- _任務指示_
(1) 根據短文,1946年4月時前田先生已不再擔任什麼職務?
(2) 請依短文說明,盛田昭夫、前田和井深大為何覺得應當面向盛田昭夫的父親表示誠意。
(3) 短文提到,在大公司裏年輕人加入公司時需要表明哪些事項?列出全部。

- _所示短文_
((

踏上創業之路1(1 / 3)

踏上創業之路1

事有機緣,機緣是處處存在的,你應該不放棄任何一個哪怕隻有萬分之一的可能成功的機會。——盛田昭夫盛田昭夫踏上創業之路正式從學校離職

1946年4月,當時前田先生已經退休,不再擔任文部大臣了。盛田昭夫和前田,還有井深大一起乘夜晚的火車趕到小鈴穀村去,他們準備懇求盛田昭夫的父親允許盛田昭夫加盟新公司。他們知道讓一個準備繼承家業的盛田昭夫改行意味著什麼,所以他們覺得應該當麵向盛田昭夫的父親表示誠意。

在日本,請別人的兒子,特別是長子,脫離自己的家庭而把他永遠地帶進一個商業世界,那是一件很慎重的事。在某種情況下就好像是過繼一樣。

就是現在,在一些行業中,特別是小企業,這種做法也還是要與父母正式商量的。甚至在大公司裏,當一個年輕人加入公司這個大家庭時,也要表明其家庭背景、受何人推薦以及對雙方的忠誠保證。

這種委托是誠懇的,因為它將貫穿一個人畢生的事業,而不是像在一些流動性更大的國家中那樣,隻有幾年的雇用期。事實上,盛田昭夫等於有了一個新的家庭,擔負起新的責任。

見麵寒暄之後,井深大和前田先生向盛田昭夫的父親介紹了新公司的情況以及他們今後的打算,為了這項新事業,他們絕對需要盛田昭夫的加入。話說完後,他們都在緊張地等待盛田昭夫的父親的回答。

盛田昭夫的父親對此事好像有所準備。稍加思索後,他說道:“我希望盛田昭夫能夠繼他之後成為戶主,也希望盛田昭夫能夠繼承家業。”

然後,他轉向井深大和前田先生說:“但是,如果我兒子想做別的事情來發展自己或者充分施展他的才幹,那麼他應該按自己的想法去做。”

))

[來源記錄]
((

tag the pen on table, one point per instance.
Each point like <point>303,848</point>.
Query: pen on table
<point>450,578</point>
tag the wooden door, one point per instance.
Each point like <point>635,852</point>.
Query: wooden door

))

- _參考解答_
(1) 文部大臣。

(2) 他們知道讓準備繼承家業的盛田昭夫改行意味著什麼。在日本,請別人的兒子,特別是長子,脫離家庭而永遠進入商業世界是很慎重的事,某種情況下就好像過繼一樣。

(3) 家庭背景、受何人推薦、對雙方的忠誠保證。